■ Exercise brief: From the line that holds "Double-check for me: is the white building" down to the last line of the listing below, reproduce each line exactly and nothing more, omitting pictures.

BEGIN

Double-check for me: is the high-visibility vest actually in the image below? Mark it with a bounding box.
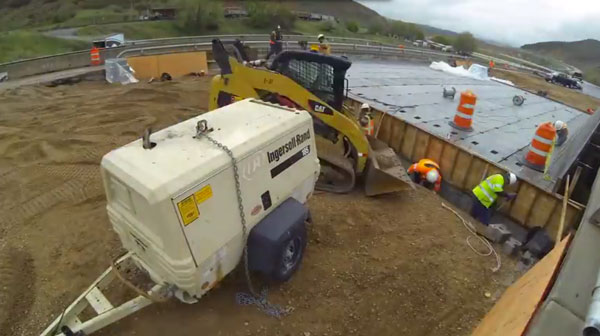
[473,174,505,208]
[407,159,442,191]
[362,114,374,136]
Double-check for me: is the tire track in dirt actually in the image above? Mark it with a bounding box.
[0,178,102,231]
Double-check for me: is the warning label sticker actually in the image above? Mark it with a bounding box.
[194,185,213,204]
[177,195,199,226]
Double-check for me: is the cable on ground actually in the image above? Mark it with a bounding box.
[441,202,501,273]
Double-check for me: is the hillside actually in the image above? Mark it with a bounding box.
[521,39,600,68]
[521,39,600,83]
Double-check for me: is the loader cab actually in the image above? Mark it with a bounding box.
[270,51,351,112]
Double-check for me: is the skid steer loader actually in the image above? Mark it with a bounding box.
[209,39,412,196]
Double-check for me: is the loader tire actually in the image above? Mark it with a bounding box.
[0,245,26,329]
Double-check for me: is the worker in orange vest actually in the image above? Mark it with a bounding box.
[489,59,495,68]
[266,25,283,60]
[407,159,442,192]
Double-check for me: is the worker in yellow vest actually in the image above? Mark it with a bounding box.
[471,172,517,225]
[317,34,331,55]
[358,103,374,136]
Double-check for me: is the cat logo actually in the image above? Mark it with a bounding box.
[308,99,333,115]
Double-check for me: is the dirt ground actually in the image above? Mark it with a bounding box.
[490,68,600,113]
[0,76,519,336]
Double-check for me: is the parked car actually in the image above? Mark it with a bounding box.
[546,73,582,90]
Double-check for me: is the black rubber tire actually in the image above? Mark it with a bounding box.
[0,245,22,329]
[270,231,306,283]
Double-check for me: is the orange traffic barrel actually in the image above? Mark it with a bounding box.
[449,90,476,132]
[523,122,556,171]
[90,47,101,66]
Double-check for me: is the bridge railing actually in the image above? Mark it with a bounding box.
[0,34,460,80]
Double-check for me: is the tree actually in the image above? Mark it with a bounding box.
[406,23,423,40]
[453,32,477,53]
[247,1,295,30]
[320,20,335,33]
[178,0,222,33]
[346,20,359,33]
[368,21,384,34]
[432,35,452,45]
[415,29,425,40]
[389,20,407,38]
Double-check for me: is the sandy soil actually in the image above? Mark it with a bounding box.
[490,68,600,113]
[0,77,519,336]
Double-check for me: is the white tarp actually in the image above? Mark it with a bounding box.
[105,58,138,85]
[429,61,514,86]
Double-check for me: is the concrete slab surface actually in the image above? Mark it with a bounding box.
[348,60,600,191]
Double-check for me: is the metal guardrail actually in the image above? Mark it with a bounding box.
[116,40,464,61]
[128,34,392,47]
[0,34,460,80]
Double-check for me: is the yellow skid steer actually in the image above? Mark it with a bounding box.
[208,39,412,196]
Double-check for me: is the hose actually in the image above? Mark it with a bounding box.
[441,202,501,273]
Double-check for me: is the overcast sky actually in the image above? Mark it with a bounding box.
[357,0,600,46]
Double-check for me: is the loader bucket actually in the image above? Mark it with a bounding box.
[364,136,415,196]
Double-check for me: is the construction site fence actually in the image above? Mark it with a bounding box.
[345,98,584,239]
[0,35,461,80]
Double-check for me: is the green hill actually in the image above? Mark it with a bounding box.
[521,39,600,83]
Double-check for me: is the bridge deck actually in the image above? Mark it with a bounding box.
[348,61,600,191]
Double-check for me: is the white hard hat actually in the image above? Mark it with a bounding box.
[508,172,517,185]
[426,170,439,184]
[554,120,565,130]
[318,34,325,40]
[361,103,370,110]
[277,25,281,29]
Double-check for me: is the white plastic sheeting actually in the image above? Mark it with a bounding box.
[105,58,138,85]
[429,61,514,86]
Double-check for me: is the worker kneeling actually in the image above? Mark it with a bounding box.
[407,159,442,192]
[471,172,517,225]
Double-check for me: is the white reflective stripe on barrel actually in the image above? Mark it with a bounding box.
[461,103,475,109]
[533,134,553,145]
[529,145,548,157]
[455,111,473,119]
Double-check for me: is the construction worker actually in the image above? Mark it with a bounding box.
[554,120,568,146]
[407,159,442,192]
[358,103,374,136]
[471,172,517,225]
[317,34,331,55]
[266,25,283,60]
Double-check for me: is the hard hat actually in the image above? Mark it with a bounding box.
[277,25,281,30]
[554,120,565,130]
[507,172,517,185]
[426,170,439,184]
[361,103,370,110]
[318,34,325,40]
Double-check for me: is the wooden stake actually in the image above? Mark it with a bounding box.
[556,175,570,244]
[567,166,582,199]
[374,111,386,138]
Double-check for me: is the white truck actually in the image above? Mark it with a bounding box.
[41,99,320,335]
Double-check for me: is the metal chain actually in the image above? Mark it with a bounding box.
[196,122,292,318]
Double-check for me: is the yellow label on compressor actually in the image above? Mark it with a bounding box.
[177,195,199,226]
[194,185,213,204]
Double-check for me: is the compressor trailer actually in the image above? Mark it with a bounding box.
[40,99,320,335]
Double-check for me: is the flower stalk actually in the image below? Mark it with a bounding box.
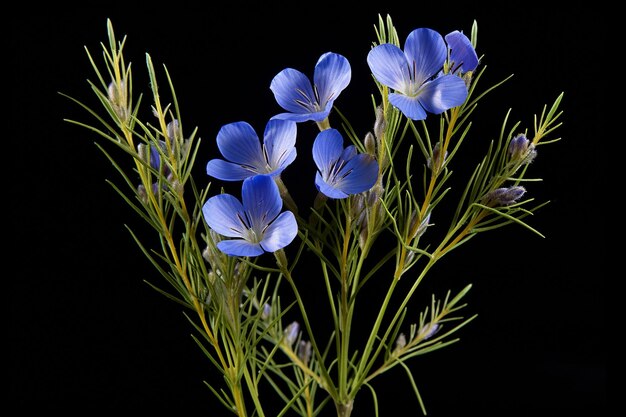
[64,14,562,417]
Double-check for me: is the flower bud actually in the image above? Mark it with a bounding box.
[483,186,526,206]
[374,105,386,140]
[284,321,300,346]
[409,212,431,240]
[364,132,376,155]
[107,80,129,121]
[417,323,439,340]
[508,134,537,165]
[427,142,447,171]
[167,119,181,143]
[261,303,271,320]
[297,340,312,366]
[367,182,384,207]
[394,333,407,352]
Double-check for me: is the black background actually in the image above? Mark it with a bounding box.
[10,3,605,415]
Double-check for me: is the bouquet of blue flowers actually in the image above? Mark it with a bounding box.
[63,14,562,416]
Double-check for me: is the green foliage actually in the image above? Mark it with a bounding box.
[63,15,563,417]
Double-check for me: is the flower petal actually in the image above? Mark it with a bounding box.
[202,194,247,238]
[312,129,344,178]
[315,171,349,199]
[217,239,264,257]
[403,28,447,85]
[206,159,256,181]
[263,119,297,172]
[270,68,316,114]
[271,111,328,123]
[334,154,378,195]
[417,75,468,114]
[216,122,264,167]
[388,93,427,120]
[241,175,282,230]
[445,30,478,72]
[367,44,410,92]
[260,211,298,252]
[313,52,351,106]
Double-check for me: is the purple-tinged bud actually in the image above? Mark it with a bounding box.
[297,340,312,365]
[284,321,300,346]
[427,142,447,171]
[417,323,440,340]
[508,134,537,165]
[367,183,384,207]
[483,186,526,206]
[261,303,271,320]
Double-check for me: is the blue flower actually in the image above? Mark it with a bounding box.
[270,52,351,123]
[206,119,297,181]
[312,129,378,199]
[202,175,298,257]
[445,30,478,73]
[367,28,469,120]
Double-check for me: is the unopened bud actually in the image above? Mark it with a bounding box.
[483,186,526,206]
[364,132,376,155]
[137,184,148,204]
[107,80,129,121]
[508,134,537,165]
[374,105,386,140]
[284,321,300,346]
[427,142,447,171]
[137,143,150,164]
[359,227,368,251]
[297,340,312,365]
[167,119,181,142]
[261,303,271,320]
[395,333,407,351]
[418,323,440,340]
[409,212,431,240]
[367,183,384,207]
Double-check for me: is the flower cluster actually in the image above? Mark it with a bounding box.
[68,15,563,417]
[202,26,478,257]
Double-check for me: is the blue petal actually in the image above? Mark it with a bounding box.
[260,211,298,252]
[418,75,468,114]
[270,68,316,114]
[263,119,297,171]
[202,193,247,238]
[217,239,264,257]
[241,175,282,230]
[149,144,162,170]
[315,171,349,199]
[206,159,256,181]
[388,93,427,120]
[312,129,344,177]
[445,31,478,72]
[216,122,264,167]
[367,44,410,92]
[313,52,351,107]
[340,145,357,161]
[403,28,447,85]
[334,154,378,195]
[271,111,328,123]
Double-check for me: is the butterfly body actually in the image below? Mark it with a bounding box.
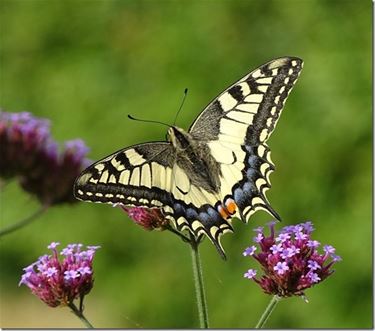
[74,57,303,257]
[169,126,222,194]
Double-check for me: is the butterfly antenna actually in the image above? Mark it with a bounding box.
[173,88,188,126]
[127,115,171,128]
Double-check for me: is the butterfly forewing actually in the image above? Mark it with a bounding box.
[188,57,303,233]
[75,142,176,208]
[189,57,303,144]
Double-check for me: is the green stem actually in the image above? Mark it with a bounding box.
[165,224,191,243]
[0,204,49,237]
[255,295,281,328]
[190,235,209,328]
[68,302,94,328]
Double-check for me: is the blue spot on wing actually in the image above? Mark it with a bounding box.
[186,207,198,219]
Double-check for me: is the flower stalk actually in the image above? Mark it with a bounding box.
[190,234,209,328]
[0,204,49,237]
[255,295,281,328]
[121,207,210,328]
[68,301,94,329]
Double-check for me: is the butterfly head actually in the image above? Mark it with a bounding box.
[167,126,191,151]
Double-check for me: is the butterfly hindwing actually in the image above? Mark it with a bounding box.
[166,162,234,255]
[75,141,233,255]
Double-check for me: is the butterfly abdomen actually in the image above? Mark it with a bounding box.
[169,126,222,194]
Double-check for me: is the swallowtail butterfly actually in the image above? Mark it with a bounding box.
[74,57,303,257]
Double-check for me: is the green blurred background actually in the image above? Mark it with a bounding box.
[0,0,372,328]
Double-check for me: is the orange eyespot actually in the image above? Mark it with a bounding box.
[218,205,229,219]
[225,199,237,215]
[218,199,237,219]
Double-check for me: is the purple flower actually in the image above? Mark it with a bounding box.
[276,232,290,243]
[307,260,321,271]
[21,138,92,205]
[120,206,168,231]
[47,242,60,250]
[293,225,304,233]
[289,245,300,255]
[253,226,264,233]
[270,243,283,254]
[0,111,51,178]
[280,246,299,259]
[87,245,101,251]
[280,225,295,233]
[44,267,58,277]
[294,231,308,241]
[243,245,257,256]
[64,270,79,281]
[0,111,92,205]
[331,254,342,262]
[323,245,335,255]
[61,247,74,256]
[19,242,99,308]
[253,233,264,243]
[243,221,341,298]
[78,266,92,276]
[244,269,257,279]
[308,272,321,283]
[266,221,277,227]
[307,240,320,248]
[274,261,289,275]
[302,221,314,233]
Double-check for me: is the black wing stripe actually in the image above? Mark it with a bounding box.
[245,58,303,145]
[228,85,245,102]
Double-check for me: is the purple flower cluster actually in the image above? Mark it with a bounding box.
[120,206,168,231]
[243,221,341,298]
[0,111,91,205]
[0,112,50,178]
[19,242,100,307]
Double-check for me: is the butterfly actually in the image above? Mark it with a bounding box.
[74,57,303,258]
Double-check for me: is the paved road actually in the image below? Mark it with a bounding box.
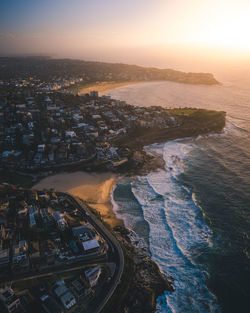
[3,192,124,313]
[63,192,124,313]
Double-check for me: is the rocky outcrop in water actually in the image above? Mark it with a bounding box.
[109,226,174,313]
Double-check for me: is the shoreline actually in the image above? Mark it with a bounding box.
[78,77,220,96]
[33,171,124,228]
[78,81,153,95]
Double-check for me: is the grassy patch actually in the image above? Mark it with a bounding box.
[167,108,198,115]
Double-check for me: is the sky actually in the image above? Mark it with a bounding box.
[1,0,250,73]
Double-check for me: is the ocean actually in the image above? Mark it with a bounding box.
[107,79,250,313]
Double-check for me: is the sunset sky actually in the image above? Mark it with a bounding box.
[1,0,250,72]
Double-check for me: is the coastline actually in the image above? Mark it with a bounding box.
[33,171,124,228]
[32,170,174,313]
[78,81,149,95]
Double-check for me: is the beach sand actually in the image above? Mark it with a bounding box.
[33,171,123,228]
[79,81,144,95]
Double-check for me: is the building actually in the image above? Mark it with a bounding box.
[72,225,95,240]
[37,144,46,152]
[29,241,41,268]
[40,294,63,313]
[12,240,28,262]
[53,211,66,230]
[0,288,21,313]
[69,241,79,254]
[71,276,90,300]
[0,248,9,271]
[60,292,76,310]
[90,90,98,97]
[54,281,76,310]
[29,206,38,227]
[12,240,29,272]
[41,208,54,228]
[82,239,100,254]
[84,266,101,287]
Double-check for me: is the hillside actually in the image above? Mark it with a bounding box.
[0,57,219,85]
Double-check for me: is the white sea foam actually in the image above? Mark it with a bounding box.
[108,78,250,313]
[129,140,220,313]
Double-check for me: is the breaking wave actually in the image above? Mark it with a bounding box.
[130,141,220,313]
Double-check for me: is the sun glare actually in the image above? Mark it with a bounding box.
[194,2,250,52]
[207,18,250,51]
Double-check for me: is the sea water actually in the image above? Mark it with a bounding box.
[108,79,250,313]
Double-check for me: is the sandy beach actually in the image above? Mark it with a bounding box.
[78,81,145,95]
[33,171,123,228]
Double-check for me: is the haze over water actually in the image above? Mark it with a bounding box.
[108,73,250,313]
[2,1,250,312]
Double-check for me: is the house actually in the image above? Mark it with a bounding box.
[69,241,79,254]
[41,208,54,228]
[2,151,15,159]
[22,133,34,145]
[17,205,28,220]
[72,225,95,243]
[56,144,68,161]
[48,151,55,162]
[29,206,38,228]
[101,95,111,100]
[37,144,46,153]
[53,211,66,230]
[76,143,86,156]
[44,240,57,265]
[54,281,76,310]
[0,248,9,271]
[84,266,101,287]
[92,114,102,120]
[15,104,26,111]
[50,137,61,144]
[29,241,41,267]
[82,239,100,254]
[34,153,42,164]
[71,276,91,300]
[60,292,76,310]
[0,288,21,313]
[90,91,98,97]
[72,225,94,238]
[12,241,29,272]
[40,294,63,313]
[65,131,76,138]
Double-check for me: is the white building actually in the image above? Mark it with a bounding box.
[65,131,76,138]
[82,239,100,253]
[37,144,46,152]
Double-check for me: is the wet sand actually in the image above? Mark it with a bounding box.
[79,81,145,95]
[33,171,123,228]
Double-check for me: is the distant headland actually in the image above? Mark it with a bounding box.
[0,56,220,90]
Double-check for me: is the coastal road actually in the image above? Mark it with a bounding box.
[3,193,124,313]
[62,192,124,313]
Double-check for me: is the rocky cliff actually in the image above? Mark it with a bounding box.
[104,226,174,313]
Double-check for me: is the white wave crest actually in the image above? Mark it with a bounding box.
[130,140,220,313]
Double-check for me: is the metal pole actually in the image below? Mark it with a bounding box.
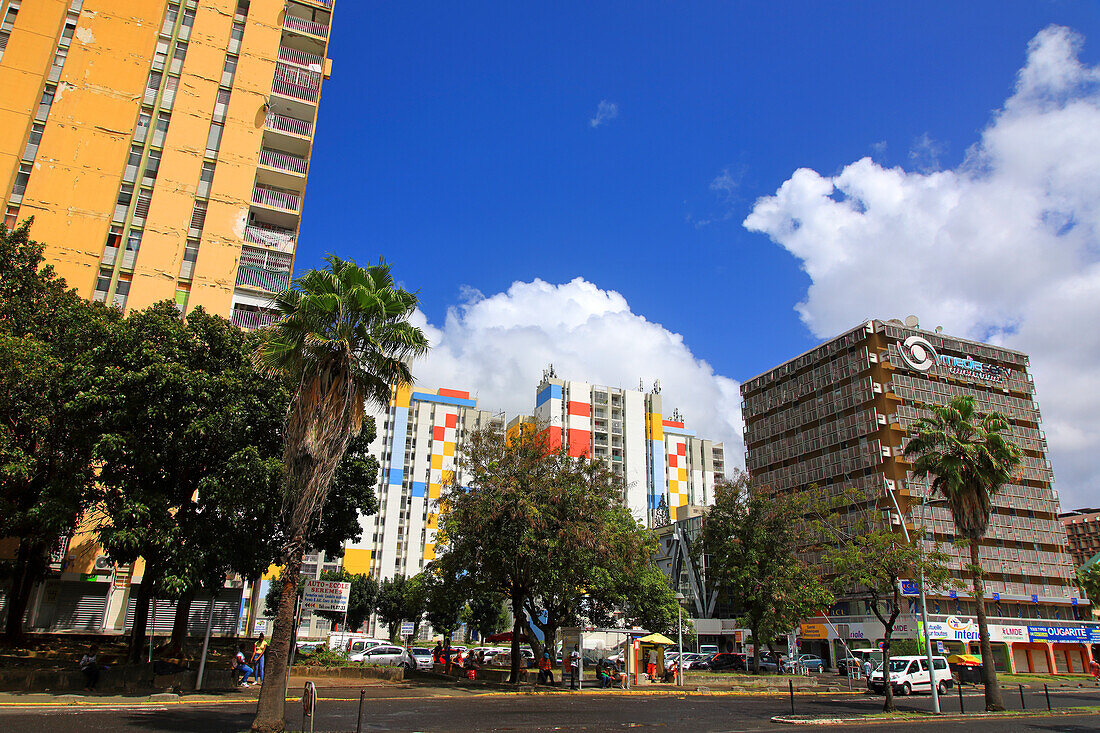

END

■ Answer to the problem:
Double-check for me: is the white building actually in the image above? Mark it with a bounding box.
[65,131,76,138]
[82,239,100,253]
[37,144,46,152]
Double-check for me: is the wet sand actually in the image above? Mark it with a bounding box.
[79,81,145,95]
[33,171,123,228]
Double-check for me: is the distant headland actually in the image above? Mark it with a bounding box.
[0,56,220,90]
Double-check for me: is the coastal road actually in the image above? Mark it with a bounding box.
[3,193,124,313]
[62,192,124,313]
Double-check for me: is the rocky cliff actually in the image above? Mark it with a bounding box.
[104,226,174,313]
Double-check for me: is the white wave crest actually in the image above? Mark it with a bounding box.
[130,140,220,313]
Double-check for me: is the metal pole actually in the image below? Mark it with a bounding box.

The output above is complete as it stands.